- **DIRECTIVES**:
1. Update the reader comments on college costs from "Girish Kotwal (Louisville, KY)" through "Lew (Minneapolis)", swapping "tuition" for "schooling" each time it appears.
2. Write what comes next in the reader comments on college costs, picking up after the last line shown.

- **SELECTED EXTRACT**:
[Start]

Girish Kotwal (Louisville, KY)
Quality college education right now is like buying a house. An investment of a life time. The federal loan program for college education has been working reasonably well except that there are some for profit private Universities give out degrees that may not result in jobs. Hillary Clinton's free tuition plan may be something worth considering by congress if it does not pile up on the national debt. A better plan would be to have free tuition with additional scholarships and private industry funding.
WmC (Bokeelia, FL)
Yes. Free college tuition should be available only after some kind of cost-controls are established.
Lew (Minneapolis)
Not to mention it would drive private education (including Harvard, Yale, and Stanford) out of business immediately. She is a dangerous woman.
MC (Charlotte)
When I was in grad school (paid for with a modest loan and part time jobs), one thing that struck me was how well undergrads were living. This was when loans were becoming big news. My tuition was +/- $8000 a year. Around campus, students mainly stayed in apartments that charged at the high side of rents for my city. They were decked out with pools, free tanning, fitness centers. The cars in campus lots were very nice, mainly newer, some BMW's, by contrast, my used Honda Civic was probably in the bottom 10% in terms of quality. Around spring break, I heard the plans for the trips- to the caribbean, europe, anywhere really. Students wore designer clothes and the women often carried high end designer purses. They all ate out. Few worked.
By contrast in my undergrad (just 8 years prior), we lived in crappy apartments where heat was the big amenity. Some people piled into houses maybe 8-8 in a 6 bedroom house. *IF* you had a car, it was a rust bucket. I had one of the nicest cars on campus, a 5 year old chevy. Most people had a side job. Spring break was within driving distance.
I read some of these stories of debts and I wonder how much of the loan paid for tuition and how much paid for the coach handbag, trip to europe and "not working". Unless you really have some trouble learning, working 15-20 hours a week should not be out of reach.
Anyhow, what exactly are we subsidizing? Education or a 4 to 5 year continuation of an upper middle class lifestyle when you have no income?
Sarah (California)
Concur. Appears to me that the college experience - once a place where you learned to manage your money and your priorities within the beneficial context of a peer group doing the same - has now morphed into just another typically American situation that's defined by everything except what really matters.
Kate Jackson (Suffolk, Virginia)
This is so true! I grew up next to Notre Dame and the cars were clunkers in the 80s and now they are BMW and Lexus. The undergrad women get their hair colored, eye brows waxed and nails done in professional salons. We were all broke in the late 80s early 90s. Big change.
Don DeHart Bronkema (Washington DC)

[End]

[Saved data entries]
[Start]

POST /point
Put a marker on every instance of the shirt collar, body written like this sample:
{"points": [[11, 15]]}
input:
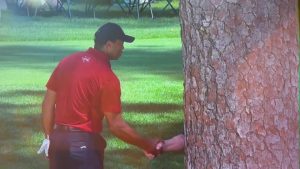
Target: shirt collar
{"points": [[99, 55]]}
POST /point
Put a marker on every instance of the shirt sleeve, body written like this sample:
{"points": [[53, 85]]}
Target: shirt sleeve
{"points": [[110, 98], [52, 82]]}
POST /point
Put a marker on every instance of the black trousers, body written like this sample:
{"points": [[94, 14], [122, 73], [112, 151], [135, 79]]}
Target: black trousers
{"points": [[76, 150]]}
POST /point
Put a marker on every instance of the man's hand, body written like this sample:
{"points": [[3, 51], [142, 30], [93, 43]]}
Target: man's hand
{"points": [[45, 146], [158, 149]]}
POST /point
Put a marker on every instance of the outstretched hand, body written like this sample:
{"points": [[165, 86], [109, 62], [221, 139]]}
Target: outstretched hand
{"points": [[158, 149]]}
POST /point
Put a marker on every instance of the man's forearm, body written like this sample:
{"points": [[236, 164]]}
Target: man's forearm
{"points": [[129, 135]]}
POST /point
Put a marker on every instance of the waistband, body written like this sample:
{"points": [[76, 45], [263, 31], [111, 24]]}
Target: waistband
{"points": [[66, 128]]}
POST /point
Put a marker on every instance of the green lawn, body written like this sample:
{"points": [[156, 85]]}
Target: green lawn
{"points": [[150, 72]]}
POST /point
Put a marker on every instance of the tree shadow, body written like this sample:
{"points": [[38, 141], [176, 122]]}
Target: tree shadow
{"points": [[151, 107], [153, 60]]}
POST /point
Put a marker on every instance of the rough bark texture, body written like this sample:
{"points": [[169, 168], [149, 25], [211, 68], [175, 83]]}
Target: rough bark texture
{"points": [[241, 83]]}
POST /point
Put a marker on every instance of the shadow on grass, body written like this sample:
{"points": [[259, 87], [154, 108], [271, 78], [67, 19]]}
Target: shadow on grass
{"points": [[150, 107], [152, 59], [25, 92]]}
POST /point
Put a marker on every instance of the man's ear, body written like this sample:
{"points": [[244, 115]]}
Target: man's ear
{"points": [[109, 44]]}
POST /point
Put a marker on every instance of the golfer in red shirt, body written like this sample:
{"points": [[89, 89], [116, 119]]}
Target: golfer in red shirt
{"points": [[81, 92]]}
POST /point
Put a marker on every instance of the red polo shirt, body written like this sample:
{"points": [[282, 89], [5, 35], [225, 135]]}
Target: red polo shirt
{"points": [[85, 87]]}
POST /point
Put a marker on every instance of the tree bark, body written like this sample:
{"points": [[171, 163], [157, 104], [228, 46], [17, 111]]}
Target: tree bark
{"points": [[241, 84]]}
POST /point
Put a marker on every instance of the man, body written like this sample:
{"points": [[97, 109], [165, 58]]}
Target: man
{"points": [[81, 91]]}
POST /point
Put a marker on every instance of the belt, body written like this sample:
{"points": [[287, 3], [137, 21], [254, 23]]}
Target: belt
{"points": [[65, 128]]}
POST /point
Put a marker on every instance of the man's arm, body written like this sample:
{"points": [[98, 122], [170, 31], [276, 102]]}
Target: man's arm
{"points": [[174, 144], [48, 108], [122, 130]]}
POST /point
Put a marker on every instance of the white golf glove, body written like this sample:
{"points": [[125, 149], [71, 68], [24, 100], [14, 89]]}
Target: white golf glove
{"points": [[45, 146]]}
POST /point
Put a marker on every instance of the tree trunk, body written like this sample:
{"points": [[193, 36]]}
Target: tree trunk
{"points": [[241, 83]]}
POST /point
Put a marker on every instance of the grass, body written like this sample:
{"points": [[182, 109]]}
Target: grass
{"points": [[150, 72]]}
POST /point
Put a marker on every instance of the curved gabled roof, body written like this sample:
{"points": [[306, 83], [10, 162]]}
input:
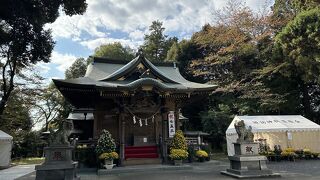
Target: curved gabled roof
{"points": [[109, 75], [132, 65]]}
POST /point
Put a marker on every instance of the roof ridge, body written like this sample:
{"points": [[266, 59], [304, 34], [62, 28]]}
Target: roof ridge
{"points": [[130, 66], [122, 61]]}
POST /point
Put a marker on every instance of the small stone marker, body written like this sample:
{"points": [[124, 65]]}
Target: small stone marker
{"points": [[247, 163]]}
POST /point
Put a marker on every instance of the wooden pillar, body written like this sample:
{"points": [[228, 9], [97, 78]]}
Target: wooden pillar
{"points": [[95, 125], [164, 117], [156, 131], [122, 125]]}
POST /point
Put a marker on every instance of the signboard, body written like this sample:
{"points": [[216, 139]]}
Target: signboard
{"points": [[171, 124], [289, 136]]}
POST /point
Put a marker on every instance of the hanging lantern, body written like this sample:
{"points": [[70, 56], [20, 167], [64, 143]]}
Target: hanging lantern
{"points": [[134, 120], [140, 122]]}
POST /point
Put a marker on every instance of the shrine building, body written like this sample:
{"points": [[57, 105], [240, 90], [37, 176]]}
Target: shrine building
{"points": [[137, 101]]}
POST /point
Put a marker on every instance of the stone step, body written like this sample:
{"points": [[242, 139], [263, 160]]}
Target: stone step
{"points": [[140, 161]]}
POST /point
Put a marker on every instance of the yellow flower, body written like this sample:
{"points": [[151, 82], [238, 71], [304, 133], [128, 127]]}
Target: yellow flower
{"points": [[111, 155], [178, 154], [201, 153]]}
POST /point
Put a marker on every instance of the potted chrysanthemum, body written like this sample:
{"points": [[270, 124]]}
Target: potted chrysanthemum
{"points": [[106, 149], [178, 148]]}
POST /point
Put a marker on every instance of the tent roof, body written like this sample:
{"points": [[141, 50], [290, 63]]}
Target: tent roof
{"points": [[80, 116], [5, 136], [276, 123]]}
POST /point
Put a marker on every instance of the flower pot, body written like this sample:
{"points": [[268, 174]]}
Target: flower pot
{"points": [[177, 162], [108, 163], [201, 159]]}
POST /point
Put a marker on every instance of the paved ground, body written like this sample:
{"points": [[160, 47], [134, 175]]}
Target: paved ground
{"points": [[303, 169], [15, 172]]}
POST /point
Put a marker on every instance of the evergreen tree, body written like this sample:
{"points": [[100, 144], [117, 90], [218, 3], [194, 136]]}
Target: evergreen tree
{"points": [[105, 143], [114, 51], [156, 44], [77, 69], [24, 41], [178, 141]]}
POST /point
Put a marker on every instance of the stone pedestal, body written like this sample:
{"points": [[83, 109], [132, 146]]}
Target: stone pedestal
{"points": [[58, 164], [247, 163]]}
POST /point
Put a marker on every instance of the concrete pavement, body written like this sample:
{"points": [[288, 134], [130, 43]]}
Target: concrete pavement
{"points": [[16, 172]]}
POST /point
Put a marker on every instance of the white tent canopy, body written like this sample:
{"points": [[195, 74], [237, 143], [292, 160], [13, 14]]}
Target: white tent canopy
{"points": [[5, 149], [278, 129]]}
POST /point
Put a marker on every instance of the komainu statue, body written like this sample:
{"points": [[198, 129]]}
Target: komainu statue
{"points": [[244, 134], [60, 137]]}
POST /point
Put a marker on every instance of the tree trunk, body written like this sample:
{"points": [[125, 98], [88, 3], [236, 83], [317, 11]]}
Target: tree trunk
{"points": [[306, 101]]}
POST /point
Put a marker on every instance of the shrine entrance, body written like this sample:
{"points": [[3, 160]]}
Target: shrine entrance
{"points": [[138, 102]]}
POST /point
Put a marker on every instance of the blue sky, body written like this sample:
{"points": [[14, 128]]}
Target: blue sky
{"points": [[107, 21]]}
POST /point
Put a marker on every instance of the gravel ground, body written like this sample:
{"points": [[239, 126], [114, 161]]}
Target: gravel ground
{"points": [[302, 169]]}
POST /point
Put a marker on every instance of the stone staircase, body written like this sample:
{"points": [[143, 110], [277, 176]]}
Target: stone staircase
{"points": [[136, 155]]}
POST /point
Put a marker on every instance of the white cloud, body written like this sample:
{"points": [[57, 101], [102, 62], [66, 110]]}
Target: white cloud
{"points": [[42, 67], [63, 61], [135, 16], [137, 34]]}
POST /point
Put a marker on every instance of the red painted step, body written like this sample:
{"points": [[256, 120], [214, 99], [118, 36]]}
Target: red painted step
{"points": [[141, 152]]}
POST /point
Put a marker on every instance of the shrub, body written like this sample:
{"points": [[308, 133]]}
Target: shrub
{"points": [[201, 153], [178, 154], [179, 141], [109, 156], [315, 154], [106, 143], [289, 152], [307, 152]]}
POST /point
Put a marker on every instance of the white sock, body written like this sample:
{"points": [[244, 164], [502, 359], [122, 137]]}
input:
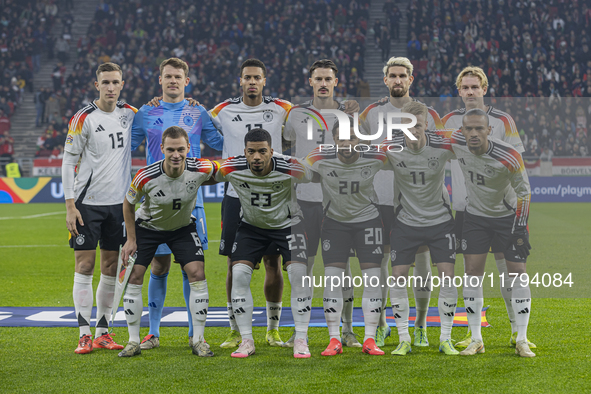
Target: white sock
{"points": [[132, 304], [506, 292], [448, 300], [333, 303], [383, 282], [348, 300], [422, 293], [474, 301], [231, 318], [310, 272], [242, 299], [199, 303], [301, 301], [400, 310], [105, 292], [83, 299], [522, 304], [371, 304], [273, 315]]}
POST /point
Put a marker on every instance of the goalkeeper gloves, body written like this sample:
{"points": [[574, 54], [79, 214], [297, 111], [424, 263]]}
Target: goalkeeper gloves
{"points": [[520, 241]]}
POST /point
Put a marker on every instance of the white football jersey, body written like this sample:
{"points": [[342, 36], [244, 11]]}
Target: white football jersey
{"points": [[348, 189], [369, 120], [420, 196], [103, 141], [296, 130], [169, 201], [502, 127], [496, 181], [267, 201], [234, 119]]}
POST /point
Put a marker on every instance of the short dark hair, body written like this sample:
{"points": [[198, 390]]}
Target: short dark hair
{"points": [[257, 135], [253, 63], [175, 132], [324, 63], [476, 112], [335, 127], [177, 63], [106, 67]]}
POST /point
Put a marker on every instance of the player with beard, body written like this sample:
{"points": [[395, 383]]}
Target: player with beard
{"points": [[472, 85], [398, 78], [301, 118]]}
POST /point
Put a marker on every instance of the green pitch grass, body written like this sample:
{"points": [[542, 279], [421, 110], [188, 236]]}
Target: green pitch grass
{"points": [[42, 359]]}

[End]
[Start]

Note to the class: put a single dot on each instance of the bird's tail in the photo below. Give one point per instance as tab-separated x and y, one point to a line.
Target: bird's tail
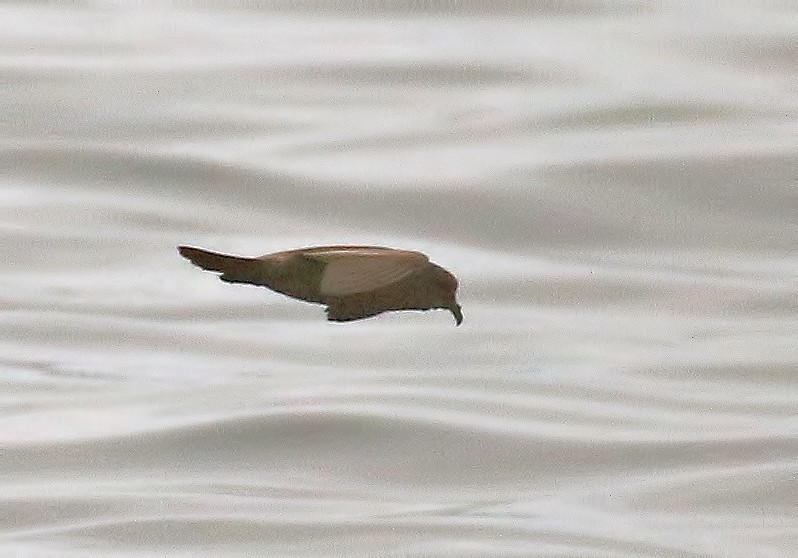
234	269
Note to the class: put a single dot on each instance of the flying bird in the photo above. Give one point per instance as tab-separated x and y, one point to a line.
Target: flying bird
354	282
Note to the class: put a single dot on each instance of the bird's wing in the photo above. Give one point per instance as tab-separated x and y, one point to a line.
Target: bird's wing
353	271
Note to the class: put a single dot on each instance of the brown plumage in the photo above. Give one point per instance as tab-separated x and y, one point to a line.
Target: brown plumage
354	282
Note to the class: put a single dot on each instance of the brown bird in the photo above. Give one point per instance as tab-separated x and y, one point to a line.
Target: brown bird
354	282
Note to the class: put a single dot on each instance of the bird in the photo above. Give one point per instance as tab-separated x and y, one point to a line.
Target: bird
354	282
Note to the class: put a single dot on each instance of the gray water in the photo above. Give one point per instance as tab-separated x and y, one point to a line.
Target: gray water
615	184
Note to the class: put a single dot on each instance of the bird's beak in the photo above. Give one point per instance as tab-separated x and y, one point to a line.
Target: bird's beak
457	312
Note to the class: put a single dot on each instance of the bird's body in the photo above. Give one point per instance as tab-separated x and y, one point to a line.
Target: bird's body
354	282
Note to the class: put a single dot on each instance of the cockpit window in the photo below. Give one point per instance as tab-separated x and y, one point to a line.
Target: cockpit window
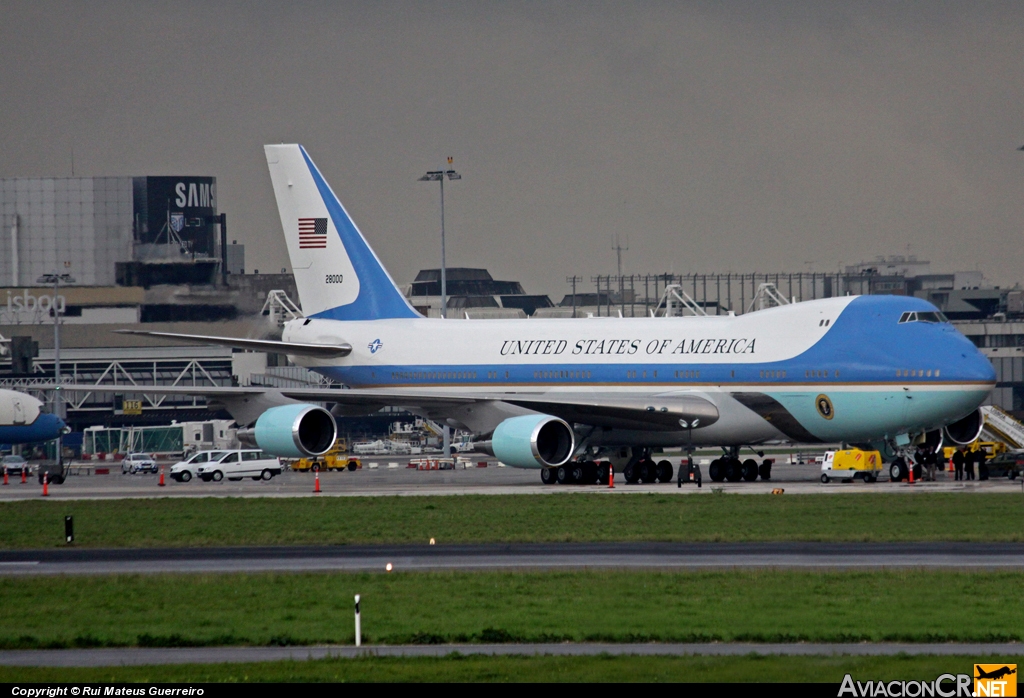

[End]
[Start]

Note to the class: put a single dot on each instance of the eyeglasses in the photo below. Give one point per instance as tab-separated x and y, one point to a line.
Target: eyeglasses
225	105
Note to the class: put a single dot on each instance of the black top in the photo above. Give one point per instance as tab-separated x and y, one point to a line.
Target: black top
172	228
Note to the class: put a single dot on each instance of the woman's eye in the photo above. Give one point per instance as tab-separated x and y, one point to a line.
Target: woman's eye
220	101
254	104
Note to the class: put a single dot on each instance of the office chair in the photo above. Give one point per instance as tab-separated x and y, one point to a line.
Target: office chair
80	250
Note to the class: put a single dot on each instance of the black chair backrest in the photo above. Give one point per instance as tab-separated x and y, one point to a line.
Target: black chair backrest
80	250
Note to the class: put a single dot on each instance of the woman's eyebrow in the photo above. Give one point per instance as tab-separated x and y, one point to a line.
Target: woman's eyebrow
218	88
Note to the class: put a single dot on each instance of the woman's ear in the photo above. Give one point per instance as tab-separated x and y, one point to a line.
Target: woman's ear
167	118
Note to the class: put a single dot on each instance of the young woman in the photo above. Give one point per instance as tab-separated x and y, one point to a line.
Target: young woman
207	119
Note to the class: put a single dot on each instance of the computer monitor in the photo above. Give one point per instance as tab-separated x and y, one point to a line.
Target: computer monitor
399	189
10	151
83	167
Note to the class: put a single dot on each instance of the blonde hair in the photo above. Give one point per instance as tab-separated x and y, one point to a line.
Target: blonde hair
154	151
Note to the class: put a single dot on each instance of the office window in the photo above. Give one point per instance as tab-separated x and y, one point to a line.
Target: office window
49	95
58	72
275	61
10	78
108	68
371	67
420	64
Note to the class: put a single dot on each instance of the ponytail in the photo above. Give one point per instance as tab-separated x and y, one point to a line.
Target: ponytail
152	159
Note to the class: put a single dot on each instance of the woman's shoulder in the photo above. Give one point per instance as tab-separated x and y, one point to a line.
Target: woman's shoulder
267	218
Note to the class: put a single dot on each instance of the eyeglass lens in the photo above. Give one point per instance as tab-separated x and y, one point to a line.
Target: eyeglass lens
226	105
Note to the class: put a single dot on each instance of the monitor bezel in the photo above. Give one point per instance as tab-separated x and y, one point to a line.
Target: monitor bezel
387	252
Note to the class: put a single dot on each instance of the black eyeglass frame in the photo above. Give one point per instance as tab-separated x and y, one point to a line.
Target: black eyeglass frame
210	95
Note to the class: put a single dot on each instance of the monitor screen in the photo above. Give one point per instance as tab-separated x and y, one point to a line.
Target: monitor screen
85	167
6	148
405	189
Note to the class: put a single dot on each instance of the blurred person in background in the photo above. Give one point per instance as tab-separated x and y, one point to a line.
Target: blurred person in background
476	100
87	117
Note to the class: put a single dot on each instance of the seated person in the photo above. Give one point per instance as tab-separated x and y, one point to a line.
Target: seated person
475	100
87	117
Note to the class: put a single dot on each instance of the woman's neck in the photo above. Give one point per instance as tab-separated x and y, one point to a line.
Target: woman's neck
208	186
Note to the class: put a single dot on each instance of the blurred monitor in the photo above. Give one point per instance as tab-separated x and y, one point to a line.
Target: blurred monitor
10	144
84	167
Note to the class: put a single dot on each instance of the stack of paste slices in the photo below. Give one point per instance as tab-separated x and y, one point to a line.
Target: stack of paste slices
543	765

[End]

- **TASK RESULTS**:
1.
Girish Kotwal (Louisville, KY)
Quality college education right now is like buying a house. An investment of a life time. The federal loan program for college education has been working reasonably well except that there are some for profit private Universities give out degrees that may not result in jobs. Hillary Clinton's free schooling plan may be something worth considering by congress if it does not pile up on the national debt. A better plan would be to have free schooling with additional scholarships and private industry funding.
WmC (Bokeelia, FL)
Yes. Free college schooling should be available only after some kind of cost-controls are established.
Lew (Minneapolis)

2.
Behold another curse of federalism...we could seek an equity-efficient, nationalized 'European' system...impasse, tho, is the very existence of States, long moribund, yet irremediable except in post-collapse scenarios...a planetary geno-informatic, brain-linked society might preserve the spirit & intent of the Fathers, but their institutions haven't a chance...vide Bostrom, Church, deGrey, Doudna, Libet, Koch, Venter & proceedings of Oxford Institute for Transhumanism.
Diana (Phoenix)
Well too late for me... Would have been nice 15 years ago. No financial literacy training, banks wrote me a ton of loans I wish I never borrowed. But it's all my fault because I was told I needed to go to school to get ahead. Yay. But we can always afford endless war, right? Priorities!
David Gregory (Deep Red South)
Actually the carrot and stick approach can make such a plan possible.

The Federal Government can require schools submit to certain criteria in order to qualify for the program which would include an adequate State Subsidy of tuition. The lure of program participation would be a powerful incentive for both the schools and the state governments- opt out and lose many prospective students.

Financial incentives can be very powerful if written and enforced properly.
Lynn (New York)
Her goal all along has been, as she stated throughout the campaign, "debt free" college, not "free" college.

Yes, her original plan was better than the plan negotiated with Bernie due to the financing issues raised here involving the attitudes and budgets of different states, but I assume he insisted on assigning a number as to who could afford to pay.

In the end, the plan will have to be negotiated with many more people, including Senators from both North Carolina and Pennsylvania to pass the Congress, and will not work without cost constraints.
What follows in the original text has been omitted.